◆ DESCRIPTION OF THE TASK
Give all of the lines again, with nothing added or dropped.

═══

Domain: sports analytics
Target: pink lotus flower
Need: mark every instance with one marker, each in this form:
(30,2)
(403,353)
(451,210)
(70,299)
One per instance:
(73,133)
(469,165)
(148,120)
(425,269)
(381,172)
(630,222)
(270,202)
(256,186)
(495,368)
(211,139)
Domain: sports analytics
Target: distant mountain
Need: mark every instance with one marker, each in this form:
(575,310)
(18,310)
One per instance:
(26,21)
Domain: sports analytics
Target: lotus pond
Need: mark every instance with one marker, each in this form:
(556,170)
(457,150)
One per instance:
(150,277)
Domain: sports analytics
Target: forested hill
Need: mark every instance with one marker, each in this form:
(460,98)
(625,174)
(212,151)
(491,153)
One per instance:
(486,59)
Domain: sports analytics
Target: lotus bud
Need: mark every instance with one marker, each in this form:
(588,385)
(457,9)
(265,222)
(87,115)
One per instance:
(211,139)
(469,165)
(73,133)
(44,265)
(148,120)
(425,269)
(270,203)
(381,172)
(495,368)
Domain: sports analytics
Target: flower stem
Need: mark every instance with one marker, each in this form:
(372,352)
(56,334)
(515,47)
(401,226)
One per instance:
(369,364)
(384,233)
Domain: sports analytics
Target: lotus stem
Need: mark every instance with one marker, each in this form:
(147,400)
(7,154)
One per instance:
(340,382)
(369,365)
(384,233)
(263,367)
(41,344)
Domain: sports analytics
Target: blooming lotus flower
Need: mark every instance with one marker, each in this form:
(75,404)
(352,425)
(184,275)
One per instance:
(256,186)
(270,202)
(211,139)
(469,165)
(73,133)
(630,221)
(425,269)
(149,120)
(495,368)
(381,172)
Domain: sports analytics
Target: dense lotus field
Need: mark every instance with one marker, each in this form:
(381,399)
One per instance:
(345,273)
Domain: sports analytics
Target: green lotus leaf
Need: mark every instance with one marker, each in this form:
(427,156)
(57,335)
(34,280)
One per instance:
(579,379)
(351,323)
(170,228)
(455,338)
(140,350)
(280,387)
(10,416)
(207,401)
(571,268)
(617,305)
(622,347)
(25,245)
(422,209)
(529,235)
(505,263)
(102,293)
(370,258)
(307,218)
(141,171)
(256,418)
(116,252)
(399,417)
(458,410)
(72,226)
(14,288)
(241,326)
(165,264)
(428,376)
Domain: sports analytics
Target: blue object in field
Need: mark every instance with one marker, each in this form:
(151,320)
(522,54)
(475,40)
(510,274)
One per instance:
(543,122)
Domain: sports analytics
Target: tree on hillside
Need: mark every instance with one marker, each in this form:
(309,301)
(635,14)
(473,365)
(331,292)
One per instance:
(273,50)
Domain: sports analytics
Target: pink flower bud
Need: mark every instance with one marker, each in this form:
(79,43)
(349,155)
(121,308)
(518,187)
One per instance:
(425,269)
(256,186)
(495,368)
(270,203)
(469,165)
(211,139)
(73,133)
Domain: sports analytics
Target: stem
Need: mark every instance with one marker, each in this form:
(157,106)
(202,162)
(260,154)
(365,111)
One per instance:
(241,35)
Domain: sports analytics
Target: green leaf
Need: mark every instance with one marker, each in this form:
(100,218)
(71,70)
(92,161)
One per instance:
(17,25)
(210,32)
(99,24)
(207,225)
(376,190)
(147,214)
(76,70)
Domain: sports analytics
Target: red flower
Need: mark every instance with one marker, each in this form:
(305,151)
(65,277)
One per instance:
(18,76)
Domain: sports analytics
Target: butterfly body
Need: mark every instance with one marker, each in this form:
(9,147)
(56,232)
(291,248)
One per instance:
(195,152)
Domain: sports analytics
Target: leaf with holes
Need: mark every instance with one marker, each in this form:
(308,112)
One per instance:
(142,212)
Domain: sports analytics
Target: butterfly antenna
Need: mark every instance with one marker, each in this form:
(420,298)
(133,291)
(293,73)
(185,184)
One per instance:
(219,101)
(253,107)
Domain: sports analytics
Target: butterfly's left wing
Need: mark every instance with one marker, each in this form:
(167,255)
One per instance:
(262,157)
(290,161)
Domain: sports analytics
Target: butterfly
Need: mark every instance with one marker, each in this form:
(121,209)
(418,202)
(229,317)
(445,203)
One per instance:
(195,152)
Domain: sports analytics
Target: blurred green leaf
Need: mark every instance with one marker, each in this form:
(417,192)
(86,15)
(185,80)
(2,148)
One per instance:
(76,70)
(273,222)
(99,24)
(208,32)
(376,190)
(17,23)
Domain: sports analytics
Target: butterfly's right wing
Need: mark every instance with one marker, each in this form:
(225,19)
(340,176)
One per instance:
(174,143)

═══

◆ EXPECTED OUTPUT
Domain: sports analytics
Target: pink lotus flower
Need: mark every instance with one marker, each in this form:
(30,2)
(403,353)
(451,210)
(70,299)
One per instance:
(73,133)
(469,165)
(148,120)
(425,269)
(381,172)
(630,222)
(270,202)
(256,186)
(495,368)
(211,139)
Domain: sports analytics
Target: distant mountain
Need: mark every instance with one marker, each in this form:
(575,310)
(18,310)
One per instance:
(26,21)
Domain: sports analytics
Target: lotus pond
Need: mark every instance with one marker, each in this form:
(556,170)
(457,150)
One per instance:
(150,277)
Domain: sports analytics
Target: forested hill
Need: mark every instance with one marker, each in this form:
(460,98)
(625,174)
(212,151)
(491,153)
One per instance:
(486,59)
Domain: sports analytics
Target: lotus bud
Need: mark every instance with one marker, each in this form:
(588,385)
(457,9)
(265,222)
(87,115)
One per instance:
(211,139)
(469,165)
(73,133)
(44,265)
(148,120)
(425,269)
(270,203)
(381,172)
(495,368)
Domain: sports analytics
Target: flower stem
Need: mark every instance with one marker, each in this form:
(372,352)
(56,334)
(515,47)
(401,226)
One per instance:
(369,364)
(384,233)
Domain: sports analytics
Target: lotus stem
Need: mark every instance with one marker, each in this form:
(147,400)
(7,154)
One per instance:
(340,382)
(369,365)
(384,233)
(263,367)
(41,344)
Domain: sports analytics
Target: blooming lotus flower
Need: mark every instance with one marker, each in this form:
(75,404)
(352,425)
(184,275)
One per instance:
(256,186)
(270,202)
(211,139)
(469,165)
(73,133)
(630,221)
(425,269)
(149,120)
(495,368)
(381,172)
Domain: sports analytics
Target: dense lotus field
Need: mark every instance with one marker, each in this form:
(381,399)
One per instance:
(345,273)
Domain: sports analytics
Target: green lotus leaf
Need: mark every instance with one marker, each in this form:
(427,156)
(57,335)
(34,280)
One per instance:
(579,379)
(351,323)
(170,228)
(455,338)
(140,350)
(280,387)
(10,416)
(207,401)
(571,268)
(617,305)
(622,347)
(25,245)
(422,209)
(529,235)
(505,263)
(102,293)
(370,258)
(307,218)
(141,171)
(256,418)
(116,252)
(399,417)
(458,410)
(72,226)
(14,288)
(241,326)
(165,264)
(428,376)
Domain: sports analytics
Target: blue object in field
Need: mark every instance with one marker, each in this form:
(151,320)
(522,54)
(475,40)
(510,274)
One per instance:
(543,122)
Domain: sports analytics
Target: tree on hillside
Need: mark every instance with one marker, each in this form:
(309,301)
(635,14)
(473,365)
(331,292)
One per instance:
(273,50)
Domain: sports analytics
Target: pink flower bud
Need: mark every instance with one marker, each in this form:
(79,43)
(349,155)
(121,308)
(518,187)
One per instance:
(425,269)
(256,186)
(495,368)
(270,203)
(469,165)
(211,139)
(73,133)
Domain: sports analytics
Target: stem
Need: mark every instance with one marker, each in this form:
(157,106)
(202,162)
(260,154)
(365,111)
One per instance:
(241,35)
Domain: sports analytics
Target: green leaf
Need: mark every instance with one marker, each in this form:
(100,218)
(71,70)
(92,161)
One per instance:
(17,25)
(210,32)
(99,24)
(207,225)
(376,190)
(147,214)
(76,70)
Domain: sports analytics
Target: red flower
Need: mark every instance with one marker, each in this form:
(305,151)
(65,277)
One per instance:
(18,76)
Domain: sports analytics
Target: butterfly body
Need: mark every instance with one marker, each in this form:
(9,147)
(56,232)
(291,248)
One per instance:
(195,152)
Domain: sports analytics
Target: leaf with holes
Need: mark every instance with one marker, each in this form:
(308,112)
One per instance:
(142,212)
Domain: sports analytics
Target: butterfly antenna
Need: mark every instance with one marker, each in this form:
(420,298)
(133,291)
(293,73)
(185,184)
One per instance:
(219,101)
(253,107)
Domain: sports analytics
Target: butterfly's left wing
Need: mark every instance with one marker, each in this form:
(167,255)
One per instance:
(262,157)
(290,161)
Domain: sports analytics
Target: butterfly
Need: mark every instance with one marker, each in this form:
(121,209)
(418,202)
(229,317)
(445,203)
One per instance:
(195,152)
Domain: sports analytics
Target: blurred green leaf
Need: mark every instance with one marker, each in this form:
(417,192)
(86,15)
(185,80)
(2,148)
One per instance:
(76,70)
(273,222)
(99,24)
(208,32)
(376,190)
(17,23)
Domain: sports analytics
Target: butterfly's right wing
Need: mark every instance with one marker, each in this form:
(225,19)
(340,176)
One per instance:
(174,143)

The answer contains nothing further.